#### Work required
Please extract the part of the text on Trajan's rule starting with "Eventually, Trajan's popularity" and going on through "returning confiscated property.", copying it word for word.

#### Extracted text

★ ★ ★ ★ ★

By not openly supporting Domitian's preference for equestrian officers, Trajan appeared to conform to the idea (developed by Pliny) that an emperor derived his legitimacy from his adherence to traditional hierarchies and senatorial morals. Therefore, he could point to the allegedly republican character of his rule. In a speech at the inauguration of his third consulship, on 1 January 100, Trajan exhorted the Senate to share the care-taking of the Empire with him – an event later celebrated on a coin. In reality, Trajan did not share power in any meaningful way with the Senate, something that Pliny admits candidly: "[E]verything depends on the whims of a single man who, on behalf of the common welfare, has taken upon himself all functions and all tasks". One of the most significant trends of his reign was his encroachment on the Senate's sphere of authority, such as his decision to make the senatorial provinces of Achaea and Bythinia into imperial ones in order to deal with the inordinate spending on public works by local magnates and the general mismanagement of provincial affairs by various proconsuls appointed by the Senate.
In the formula developed by Pliny, however, Trajan was a "good" emperor in that, by himself, he approved or blamed the same things that the Senate would have approved or blamed. If in reality Trajan was an autocrat, his deferential behavior towards his peers qualified him to be viewed as a virtuous monarch. The whole idea was that Trajan wielded autocratic power through moderatio instead of contumacia – moderation instead of insolence. In short, according to the ethics for autocracy developed by most political writers of the Imperial Roman Age, Trajan was a good ruler in that he ruled less by fear, and more by acting as a role model, for, according to Pliny, "men learn better from examples".
Eventually, Trajan's popularity among his peers was such that the Roman Senate bestowed upon him the honorific of optimus, meaning "the best", which appears on coins from 105 on. This title had mostly to do with Trajan's role as benefactor, such as in the case of him returning confiscated property.
That Trajan's ideal role was a conservative one becomes evident from Pliny's works as well as from the orations of Dio of Prusa – in particular his four Orations on Kingship, composed early during Trajan's reign. Dio, as a Greek notable and intellectual with friends in high places, and possibly an official friend to the emperor (amicus caesaris), saw Trajan as a defender of the status quo. In his third kingship oration, Dio describes an ideal king ruling by means of "friendship" – that is, through patronage and a network of local notables who act as mediators between the ruled and the ruler.

★ ★ ★ ★ ★

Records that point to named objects

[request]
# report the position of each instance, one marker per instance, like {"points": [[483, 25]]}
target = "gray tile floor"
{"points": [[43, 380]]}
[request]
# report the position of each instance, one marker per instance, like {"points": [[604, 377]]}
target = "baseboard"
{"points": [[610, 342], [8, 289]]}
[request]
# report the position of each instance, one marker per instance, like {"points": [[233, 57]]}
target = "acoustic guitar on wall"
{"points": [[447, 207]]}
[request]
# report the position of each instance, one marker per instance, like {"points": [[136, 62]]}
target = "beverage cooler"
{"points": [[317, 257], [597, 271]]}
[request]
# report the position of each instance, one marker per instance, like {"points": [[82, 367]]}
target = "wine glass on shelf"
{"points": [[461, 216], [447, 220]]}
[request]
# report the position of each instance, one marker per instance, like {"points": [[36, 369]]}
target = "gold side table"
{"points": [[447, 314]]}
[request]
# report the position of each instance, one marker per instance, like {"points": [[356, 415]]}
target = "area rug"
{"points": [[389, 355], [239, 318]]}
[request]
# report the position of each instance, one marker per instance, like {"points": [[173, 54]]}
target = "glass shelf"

★ ★ ★ ★ ★

#### Expected answer
Eventually, Trajan's popularity among his peers was such that the Roman Senate bestowed upon him the honorific of optimus, meaning "the best", which appears on coins from 105 on. This title had mostly to do with Trajan's role as benefactor, such as in the case of him returning confiscated property.